> **Exercise description**
How many lines in the material below contain the string "sombrero"? Reply with the number alone.

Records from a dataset
—————

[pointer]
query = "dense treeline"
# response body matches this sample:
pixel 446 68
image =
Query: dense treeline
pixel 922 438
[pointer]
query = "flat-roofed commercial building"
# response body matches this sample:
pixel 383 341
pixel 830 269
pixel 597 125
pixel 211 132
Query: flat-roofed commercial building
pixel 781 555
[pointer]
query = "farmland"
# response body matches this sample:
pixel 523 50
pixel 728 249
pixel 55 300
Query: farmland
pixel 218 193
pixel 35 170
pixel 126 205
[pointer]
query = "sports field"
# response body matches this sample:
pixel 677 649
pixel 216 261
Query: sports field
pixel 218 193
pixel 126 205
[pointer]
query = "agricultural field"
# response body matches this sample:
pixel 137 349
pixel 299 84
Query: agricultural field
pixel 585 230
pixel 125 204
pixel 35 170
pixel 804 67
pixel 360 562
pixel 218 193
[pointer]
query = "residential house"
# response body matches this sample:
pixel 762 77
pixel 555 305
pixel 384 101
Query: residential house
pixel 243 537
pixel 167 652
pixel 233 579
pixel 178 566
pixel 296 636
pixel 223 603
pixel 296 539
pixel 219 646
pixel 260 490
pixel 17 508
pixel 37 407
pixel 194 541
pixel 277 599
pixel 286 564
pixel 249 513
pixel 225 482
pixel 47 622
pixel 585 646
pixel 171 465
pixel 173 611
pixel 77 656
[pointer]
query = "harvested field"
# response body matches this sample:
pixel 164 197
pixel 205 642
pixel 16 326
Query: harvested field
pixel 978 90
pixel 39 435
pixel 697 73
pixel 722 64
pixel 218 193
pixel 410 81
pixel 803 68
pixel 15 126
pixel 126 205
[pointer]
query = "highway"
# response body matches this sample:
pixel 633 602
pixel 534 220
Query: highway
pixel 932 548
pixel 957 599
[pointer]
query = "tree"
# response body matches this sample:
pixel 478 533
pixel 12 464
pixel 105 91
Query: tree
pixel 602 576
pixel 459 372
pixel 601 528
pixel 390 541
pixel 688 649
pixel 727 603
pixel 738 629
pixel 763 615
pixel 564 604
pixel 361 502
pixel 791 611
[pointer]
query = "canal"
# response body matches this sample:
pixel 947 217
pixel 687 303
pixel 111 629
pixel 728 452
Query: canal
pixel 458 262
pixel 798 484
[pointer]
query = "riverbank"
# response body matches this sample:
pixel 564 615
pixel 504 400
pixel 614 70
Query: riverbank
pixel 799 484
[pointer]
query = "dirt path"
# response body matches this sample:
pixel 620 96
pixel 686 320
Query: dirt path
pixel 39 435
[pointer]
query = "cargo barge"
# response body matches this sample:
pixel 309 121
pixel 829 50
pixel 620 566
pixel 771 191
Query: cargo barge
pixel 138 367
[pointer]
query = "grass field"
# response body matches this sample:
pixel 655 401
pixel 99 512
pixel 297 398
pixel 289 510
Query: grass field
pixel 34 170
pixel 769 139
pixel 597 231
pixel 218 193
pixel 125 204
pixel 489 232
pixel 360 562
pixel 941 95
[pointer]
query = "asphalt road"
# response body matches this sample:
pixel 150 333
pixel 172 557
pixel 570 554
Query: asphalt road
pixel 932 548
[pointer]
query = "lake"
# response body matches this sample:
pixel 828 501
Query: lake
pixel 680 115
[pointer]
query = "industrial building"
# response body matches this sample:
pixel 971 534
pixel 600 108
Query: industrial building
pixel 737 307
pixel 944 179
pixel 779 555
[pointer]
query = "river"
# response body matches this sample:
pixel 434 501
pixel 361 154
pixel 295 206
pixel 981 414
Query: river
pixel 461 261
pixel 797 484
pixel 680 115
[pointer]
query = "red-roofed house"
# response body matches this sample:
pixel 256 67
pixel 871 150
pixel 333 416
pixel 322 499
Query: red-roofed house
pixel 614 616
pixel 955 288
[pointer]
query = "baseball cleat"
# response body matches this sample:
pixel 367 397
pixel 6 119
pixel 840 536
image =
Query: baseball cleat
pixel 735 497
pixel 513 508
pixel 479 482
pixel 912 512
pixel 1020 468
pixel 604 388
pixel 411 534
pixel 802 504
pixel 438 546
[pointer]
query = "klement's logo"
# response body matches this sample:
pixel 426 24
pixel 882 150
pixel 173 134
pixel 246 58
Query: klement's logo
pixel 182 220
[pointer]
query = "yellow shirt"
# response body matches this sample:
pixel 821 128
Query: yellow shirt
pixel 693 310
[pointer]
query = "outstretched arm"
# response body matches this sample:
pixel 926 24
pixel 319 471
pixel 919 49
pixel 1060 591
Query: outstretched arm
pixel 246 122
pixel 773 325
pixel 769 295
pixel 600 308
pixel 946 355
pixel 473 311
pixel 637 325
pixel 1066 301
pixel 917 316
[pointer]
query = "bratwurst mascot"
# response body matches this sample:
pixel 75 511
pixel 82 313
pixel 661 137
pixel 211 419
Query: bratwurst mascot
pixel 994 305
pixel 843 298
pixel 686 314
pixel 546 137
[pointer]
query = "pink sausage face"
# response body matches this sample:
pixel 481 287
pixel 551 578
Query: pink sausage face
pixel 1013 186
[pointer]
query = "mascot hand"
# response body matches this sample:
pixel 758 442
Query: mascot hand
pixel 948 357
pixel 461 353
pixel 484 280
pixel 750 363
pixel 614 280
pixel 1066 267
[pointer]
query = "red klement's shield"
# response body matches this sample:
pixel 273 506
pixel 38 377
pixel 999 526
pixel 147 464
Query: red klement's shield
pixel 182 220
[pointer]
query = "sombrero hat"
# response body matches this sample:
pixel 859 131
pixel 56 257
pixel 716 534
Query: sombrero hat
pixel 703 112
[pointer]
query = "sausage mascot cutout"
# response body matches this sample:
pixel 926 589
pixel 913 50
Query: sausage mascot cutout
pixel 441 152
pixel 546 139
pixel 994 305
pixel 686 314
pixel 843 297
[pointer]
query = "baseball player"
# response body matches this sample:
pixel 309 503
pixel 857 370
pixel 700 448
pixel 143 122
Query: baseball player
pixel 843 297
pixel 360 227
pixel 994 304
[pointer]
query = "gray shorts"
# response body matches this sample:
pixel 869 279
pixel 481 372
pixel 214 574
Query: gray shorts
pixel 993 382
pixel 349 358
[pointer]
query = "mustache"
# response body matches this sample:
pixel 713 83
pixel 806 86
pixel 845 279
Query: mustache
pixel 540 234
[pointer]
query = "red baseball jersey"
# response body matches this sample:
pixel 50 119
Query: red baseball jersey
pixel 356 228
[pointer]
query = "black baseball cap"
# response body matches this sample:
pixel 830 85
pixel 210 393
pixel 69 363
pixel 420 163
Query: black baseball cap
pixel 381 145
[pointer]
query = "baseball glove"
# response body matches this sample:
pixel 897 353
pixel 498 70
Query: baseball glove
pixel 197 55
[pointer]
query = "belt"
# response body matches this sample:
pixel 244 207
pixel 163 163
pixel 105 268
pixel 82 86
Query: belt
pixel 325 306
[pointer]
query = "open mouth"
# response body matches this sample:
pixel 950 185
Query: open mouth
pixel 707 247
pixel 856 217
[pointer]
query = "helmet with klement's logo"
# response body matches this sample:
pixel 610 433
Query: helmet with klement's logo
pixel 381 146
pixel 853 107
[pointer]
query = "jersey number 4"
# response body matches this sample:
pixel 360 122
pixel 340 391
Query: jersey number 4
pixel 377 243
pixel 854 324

—————

> **Result below**
2